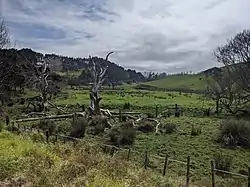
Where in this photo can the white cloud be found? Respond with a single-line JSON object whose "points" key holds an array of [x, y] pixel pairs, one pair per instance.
{"points": [[162, 35]]}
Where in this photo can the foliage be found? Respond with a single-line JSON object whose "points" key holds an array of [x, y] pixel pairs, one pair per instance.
{"points": [[195, 131], [231, 86], [38, 137], [25, 163], [170, 128], [235, 133], [97, 125], [126, 106], [146, 126], [124, 134], [12, 128], [47, 125], [78, 127]]}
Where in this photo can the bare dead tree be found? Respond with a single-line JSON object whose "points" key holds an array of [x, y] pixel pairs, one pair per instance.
{"points": [[98, 77], [39, 72], [233, 86], [235, 55], [226, 93]]}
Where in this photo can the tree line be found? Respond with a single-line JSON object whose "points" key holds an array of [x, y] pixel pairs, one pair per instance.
{"points": [[229, 86]]}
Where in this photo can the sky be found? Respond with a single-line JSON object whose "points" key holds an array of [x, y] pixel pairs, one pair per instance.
{"points": [[146, 35]]}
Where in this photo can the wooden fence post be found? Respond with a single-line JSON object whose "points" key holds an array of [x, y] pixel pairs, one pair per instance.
{"points": [[213, 174], [7, 120], [47, 136], [249, 176], [165, 165], [120, 115], [129, 151], [188, 172], [146, 160]]}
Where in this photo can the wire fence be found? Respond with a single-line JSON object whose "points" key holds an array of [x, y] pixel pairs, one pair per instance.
{"points": [[114, 150]]}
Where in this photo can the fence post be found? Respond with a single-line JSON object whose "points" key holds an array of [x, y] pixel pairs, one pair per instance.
{"points": [[120, 115], [165, 165], [7, 120], [146, 160], [156, 111], [129, 151], [213, 174], [188, 171], [249, 176], [112, 151], [47, 136]]}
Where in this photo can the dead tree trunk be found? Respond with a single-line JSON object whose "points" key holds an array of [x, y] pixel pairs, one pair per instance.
{"points": [[98, 78]]}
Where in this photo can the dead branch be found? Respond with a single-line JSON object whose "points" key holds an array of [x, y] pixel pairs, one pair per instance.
{"points": [[50, 117], [59, 109]]}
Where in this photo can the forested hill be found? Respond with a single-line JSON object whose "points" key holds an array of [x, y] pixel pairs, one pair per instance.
{"points": [[115, 73]]}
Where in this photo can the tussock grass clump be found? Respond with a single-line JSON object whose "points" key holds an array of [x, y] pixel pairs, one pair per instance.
{"points": [[47, 125], [23, 162], [97, 125], [195, 131], [170, 128], [235, 133], [123, 134], [223, 162], [78, 127], [146, 127]]}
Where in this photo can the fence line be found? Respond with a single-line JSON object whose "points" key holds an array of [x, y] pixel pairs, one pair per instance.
{"points": [[146, 158]]}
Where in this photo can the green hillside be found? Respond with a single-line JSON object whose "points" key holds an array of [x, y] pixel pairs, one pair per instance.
{"points": [[179, 82]]}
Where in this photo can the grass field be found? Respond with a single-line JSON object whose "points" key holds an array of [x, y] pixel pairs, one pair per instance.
{"points": [[180, 82], [178, 145], [25, 163], [139, 100]]}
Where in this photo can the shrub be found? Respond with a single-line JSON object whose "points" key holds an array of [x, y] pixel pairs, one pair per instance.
{"points": [[150, 115], [97, 125], [169, 128], [223, 162], [78, 127], [235, 133], [123, 135], [195, 131], [146, 127], [126, 106], [12, 128], [38, 137], [47, 125]]}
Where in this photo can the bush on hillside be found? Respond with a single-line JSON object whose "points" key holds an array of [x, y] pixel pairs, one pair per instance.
{"points": [[235, 133], [78, 127], [195, 131], [126, 106], [169, 128], [223, 162], [12, 128], [47, 125], [38, 137], [97, 125], [146, 126], [124, 134]]}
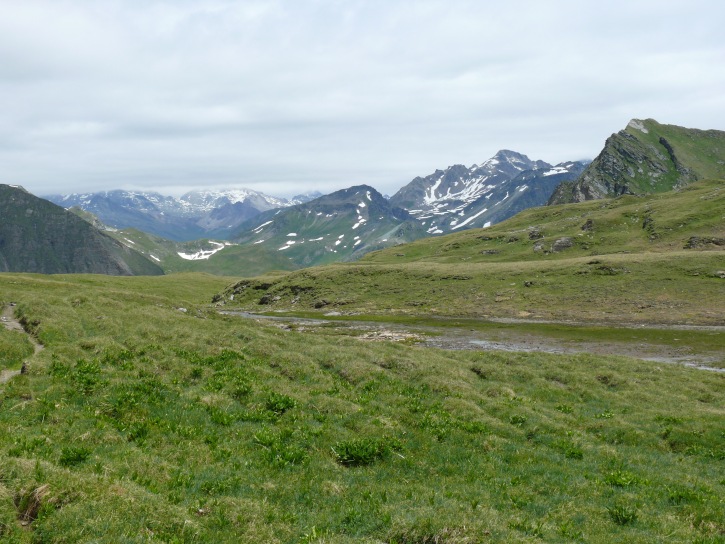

» What needs to be done:
Omit pictures and output the listing exactly.

» Written answer:
Where in this photo can the white cloud be found? Respond with a single-line JSON object whose "points" key holds an array of [x, y] pixel pairs, one pair per instance.
{"points": [[162, 35]]}
Where in this photo can the foliage be found? Respond with a single-line JSON object whose "points" key holds an array of [x, y] pixel pairs, one pair per instance.
{"points": [[195, 131], [231, 86], [38, 137], [25, 163], [170, 128], [235, 133], [97, 125], [126, 106], [146, 126], [124, 134], [12, 128], [47, 125], [78, 127]]}
Where in this photo can the bare dead tree be found? Respond with a single-line JSON object whose "points" key holds an array of [x, y] pixel pairs, one pair per instance.
{"points": [[98, 77], [39, 72], [233, 86], [235, 55], [226, 93]]}
Where in this photo can the tree line be found? Respond with a single-line JSON object whose "points" key holds an array of [x, y] pixel pairs, one pair per instance.
{"points": [[229, 86]]}
Where in this photo can the sky be found? Respond with a single-line JSON object whose "points" key holds an array of [x, y] pixel pairs, one pair per instance.
{"points": [[146, 35]]}
Where in this photo can the wooden fence post be found? Respond with a single-line JSON object whose "points" key holds an array of [x, y] pixel pairs, one pair per instance.
{"points": [[213, 174], [7, 120], [47, 136], [249, 176], [165, 165], [120, 115], [129, 151], [188, 172], [146, 160]]}
Where in this photo can the wire fence be found? Respond with a single-line JSON object whose "points" key holds an array of [x, y] pixel pairs, one pair per instance.
{"points": [[114, 150]]}
Where in this photo can the fence post be found? Respond with a single-line JSON object whose "points" key holds an array of [x, y] pixel pairs, one pair per instance.
{"points": [[120, 115], [165, 165], [7, 120], [146, 160], [156, 111], [129, 151], [213, 174], [188, 171], [249, 176], [112, 151], [47, 136]]}
Where in this photo can the dead tree trunk be found? Respond with a single-line JSON object whose "points" key holds an array of [x, y] pixel pairs, one pair per instance.
{"points": [[98, 78]]}
Where in this photo can the dead branch be found? Respond with a single-line JSON object whose "points" key holds an array of [x, y] pixel pairs, one pair per instance.
{"points": [[50, 117], [59, 109]]}
Where in this photo can the forested hill be found? Respond with a single-line JSON object whose "points" key holds an array of [x, y] pixel pairs, one pair per instance.
{"points": [[115, 73]]}
Where in this photo can the tussock grass clump be found? Respond with a single-line JSON object whose "points" key holds an array of [x, y] pixel pairs, one pair per instance.
{"points": [[47, 125], [23, 162], [97, 125], [195, 131], [170, 128], [235, 133], [123, 134], [223, 162], [78, 127], [146, 127]]}
Where in this photo can the fence line be found? Respond with a single-line JSON object whose "points" key holds an array of [x, y] pixel pairs, one pair per instance.
{"points": [[146, 158]]}
Where in this photo can the green hillside be found? Respond with a single-line JSON object whose "points" key holds an array of [x, y] pixel pairs, one pair per instance.
{"points": [[179, 82]]}
Where in this photo can the grass field be found? Respond with a single-line JSON object whose "points" key holds an array of [x, y] pixel pairs, one pair per instance.
{"points": [[180, 82], [178, 145], [25, 163], [139, 100]]}
Where in this photo can the shrub be found? Respond with a single-line JSON object whose "points" key holds an array of [x, y] pixel pairs, one pair per instance.
{"points": [[150, 115], [97, 125], [169, 128], [223, 162], [78, 127], [235, 133], [123, 135], [195, 131], [146, 127], [126, 106], [12, 128], [38, 137], [47, 125]]}
Where in this photo can the bush on hillside be found? Respond with a single-line JSON object whose "points" key holds an array of [x, y] pixel pairs, one pair per instance.
{"points": [[235, 133], [78, 127], [195, 131], [126, 106], [169, 128], [223, 162], [12, 128], [47, 125], [38, 137], [97, 125], [146, 126], [124, 134]]}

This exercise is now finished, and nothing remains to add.